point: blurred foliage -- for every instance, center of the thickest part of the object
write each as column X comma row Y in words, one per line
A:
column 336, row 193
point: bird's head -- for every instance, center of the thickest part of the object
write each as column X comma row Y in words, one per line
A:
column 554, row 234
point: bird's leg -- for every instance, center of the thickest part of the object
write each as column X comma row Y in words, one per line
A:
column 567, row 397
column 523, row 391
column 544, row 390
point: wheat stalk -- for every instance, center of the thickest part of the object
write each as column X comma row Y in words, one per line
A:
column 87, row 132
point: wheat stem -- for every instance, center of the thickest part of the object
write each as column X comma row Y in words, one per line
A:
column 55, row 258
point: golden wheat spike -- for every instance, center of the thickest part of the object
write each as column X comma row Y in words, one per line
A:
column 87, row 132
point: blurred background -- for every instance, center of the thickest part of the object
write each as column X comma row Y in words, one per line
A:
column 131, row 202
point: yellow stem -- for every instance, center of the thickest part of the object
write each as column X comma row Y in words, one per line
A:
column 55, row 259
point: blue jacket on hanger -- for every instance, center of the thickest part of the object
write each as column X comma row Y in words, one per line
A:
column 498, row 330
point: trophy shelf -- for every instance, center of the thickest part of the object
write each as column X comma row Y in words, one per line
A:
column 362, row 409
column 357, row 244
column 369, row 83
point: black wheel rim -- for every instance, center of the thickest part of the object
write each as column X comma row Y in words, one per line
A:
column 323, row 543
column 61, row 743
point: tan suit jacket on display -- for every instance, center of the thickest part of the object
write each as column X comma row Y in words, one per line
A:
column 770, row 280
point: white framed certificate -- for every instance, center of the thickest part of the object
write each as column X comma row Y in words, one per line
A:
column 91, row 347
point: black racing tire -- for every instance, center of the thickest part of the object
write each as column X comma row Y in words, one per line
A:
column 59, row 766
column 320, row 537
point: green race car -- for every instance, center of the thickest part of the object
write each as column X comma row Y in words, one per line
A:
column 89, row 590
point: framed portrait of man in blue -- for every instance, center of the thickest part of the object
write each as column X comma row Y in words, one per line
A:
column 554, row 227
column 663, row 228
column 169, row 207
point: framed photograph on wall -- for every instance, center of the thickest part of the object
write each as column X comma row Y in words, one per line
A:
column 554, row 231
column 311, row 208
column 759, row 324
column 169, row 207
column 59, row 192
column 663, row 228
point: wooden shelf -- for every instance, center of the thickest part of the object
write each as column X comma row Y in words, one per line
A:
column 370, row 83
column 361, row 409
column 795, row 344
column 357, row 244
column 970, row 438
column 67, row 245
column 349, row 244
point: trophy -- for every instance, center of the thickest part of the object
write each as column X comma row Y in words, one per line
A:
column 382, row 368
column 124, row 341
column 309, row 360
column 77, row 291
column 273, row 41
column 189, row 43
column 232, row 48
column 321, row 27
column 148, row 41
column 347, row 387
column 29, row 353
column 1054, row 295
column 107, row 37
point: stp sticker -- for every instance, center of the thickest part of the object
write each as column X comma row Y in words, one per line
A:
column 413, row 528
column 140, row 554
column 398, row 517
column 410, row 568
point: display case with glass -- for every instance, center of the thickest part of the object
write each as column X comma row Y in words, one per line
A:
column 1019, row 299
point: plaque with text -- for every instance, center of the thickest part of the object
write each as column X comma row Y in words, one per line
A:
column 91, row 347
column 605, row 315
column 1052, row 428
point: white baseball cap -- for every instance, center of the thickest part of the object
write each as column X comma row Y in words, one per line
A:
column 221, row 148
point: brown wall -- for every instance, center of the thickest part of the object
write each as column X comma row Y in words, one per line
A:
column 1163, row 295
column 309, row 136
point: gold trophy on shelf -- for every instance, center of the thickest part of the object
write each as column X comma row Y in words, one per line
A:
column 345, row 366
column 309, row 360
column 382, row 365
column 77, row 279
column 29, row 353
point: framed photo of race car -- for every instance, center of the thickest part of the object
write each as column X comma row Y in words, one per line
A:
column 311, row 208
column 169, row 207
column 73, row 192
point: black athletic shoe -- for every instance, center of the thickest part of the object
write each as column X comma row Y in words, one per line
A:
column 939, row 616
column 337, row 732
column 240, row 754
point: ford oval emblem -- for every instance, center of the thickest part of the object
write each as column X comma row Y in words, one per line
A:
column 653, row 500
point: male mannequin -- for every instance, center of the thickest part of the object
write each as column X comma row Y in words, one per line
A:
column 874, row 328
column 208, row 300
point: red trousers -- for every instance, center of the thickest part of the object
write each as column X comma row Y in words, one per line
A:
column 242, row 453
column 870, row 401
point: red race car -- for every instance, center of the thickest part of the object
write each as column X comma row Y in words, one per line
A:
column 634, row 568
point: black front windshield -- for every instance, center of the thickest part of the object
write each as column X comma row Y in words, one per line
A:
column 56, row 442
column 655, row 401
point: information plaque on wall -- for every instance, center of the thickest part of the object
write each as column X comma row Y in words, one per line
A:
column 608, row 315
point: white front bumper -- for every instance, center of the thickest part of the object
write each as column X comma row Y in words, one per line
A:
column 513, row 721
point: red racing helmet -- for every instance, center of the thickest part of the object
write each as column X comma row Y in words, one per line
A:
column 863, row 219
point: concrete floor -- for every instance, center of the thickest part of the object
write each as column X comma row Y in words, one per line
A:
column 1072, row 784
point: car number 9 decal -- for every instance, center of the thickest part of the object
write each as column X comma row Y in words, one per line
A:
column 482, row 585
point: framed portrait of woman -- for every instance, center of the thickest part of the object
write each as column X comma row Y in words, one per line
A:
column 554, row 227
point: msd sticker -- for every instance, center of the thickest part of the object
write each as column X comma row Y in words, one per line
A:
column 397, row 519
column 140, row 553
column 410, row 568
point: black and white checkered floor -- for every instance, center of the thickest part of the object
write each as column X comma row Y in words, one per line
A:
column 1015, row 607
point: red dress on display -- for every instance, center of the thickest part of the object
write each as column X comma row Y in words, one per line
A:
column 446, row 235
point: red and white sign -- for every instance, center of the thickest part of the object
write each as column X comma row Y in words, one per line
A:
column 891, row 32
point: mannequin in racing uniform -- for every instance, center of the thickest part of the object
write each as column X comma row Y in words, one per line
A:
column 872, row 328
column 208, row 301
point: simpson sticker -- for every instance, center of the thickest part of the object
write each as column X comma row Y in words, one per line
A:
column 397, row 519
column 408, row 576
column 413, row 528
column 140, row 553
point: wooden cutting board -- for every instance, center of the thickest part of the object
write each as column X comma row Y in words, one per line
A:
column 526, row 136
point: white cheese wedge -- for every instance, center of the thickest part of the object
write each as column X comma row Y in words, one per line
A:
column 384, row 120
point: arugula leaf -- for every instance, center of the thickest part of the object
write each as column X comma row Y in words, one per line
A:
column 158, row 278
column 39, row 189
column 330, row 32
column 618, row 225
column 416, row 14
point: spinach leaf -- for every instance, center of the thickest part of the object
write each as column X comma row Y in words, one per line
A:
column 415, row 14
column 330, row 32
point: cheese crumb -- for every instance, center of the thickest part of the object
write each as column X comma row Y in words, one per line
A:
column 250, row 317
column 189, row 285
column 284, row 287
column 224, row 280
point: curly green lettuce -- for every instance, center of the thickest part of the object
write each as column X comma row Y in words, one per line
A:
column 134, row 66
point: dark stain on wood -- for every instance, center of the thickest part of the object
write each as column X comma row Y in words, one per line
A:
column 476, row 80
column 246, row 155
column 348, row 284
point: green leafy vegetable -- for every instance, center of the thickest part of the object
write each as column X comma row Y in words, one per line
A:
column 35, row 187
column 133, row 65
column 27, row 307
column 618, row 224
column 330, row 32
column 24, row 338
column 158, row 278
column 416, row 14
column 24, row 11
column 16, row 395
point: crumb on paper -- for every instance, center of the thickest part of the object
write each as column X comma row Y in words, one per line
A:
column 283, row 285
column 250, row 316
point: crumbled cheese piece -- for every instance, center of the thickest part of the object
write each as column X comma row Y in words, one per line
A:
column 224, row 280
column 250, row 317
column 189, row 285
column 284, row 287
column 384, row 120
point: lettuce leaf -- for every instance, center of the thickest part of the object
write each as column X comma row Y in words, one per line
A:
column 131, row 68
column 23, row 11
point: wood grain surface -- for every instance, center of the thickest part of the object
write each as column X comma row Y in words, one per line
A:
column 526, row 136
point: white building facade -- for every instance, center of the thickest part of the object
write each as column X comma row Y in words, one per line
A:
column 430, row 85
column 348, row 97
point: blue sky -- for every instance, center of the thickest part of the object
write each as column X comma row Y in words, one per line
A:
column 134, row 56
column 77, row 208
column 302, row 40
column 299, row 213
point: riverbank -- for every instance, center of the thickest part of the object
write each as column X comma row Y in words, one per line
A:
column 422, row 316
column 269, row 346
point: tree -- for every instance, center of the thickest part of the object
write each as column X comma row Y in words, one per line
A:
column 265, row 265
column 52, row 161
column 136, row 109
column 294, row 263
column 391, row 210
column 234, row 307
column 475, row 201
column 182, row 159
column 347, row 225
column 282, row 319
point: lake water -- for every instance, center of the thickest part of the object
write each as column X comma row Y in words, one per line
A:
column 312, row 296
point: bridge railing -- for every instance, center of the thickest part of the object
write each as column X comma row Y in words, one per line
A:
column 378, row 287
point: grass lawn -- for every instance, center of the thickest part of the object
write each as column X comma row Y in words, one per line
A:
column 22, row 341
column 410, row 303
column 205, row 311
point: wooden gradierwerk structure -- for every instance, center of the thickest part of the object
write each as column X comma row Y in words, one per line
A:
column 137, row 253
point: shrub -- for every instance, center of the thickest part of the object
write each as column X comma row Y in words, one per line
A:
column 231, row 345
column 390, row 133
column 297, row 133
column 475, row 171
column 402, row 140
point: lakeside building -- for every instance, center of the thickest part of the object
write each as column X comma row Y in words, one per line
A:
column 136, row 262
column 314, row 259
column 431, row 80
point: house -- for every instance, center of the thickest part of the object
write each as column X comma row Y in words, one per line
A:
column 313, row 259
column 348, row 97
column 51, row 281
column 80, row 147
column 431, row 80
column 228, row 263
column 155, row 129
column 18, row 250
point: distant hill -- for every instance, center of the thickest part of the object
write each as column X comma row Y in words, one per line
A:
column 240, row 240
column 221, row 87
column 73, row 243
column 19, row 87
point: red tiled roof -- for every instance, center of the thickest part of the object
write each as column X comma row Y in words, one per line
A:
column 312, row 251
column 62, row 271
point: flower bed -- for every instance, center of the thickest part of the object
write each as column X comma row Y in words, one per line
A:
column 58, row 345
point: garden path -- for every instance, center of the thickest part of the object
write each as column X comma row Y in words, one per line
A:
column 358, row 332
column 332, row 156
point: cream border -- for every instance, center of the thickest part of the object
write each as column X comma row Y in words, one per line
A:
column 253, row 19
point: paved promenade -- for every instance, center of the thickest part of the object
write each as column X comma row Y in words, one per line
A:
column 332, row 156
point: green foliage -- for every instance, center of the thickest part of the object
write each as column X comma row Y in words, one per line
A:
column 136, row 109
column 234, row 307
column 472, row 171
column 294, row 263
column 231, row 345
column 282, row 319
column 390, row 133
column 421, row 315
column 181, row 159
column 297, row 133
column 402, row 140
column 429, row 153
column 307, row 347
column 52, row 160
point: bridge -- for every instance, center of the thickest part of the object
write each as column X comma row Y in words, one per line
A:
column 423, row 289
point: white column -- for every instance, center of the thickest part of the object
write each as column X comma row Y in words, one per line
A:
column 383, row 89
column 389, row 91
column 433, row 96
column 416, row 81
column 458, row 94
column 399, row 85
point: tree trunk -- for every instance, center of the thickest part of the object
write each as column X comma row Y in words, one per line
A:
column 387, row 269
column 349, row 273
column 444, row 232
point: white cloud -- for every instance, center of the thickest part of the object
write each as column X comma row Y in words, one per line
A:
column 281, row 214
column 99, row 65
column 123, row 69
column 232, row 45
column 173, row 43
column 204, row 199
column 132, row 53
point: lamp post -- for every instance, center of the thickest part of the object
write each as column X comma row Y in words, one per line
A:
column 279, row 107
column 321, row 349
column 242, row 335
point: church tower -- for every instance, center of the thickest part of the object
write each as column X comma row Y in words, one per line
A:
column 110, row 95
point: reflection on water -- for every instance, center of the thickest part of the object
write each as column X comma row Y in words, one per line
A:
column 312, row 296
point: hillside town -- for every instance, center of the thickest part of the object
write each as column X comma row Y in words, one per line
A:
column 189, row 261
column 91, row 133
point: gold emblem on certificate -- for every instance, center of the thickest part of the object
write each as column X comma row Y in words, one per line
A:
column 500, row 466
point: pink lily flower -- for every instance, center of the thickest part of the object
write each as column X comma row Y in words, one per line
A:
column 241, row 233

- - - - -

TASK GOAL
Convert the lines from the line containing "point: cream border" through the line containing "column 423, row 289", both included, into a JSON list of strings with one string per line and blank lines omitted.

RESPONSE
[
  "point: cream border -- for every instance, center of the thickest part of the object",
  "write each as column X comma row Y in words, one per line",
  "A:",
  "column 253, row 19",
  "point: paved promenade -- for every instance, center of the thickest part of the object",
  "write each as column X comma row Y in words, one per line",
  "A:",
  "column 332, row 156",
  "point: green foliage -- for every instance, center of the thickest part of the object",
  "write each as column X comma row Y in words, one per line",
  "A:",
  "column 136, row 109",
  "column 234, row 307",
  "column 472, row 171",
  "column 294, row 263",
  "column 231, row 345",
  "column 282, row 319",
  "column 390, row 133",
  "column 421, row 315",
  "column 181, row 159",
  "column 297, row 133",
  "column 402, row 140",
  "column 429, row 153",
  "column 307, row 347",
  "column 52, row 160",
  "point: bridge -- for every instance, center of the thickest part of the object",
  "write each as column X comma row Y in words, one per line",
  "A:",
  "column 423, row 289"
]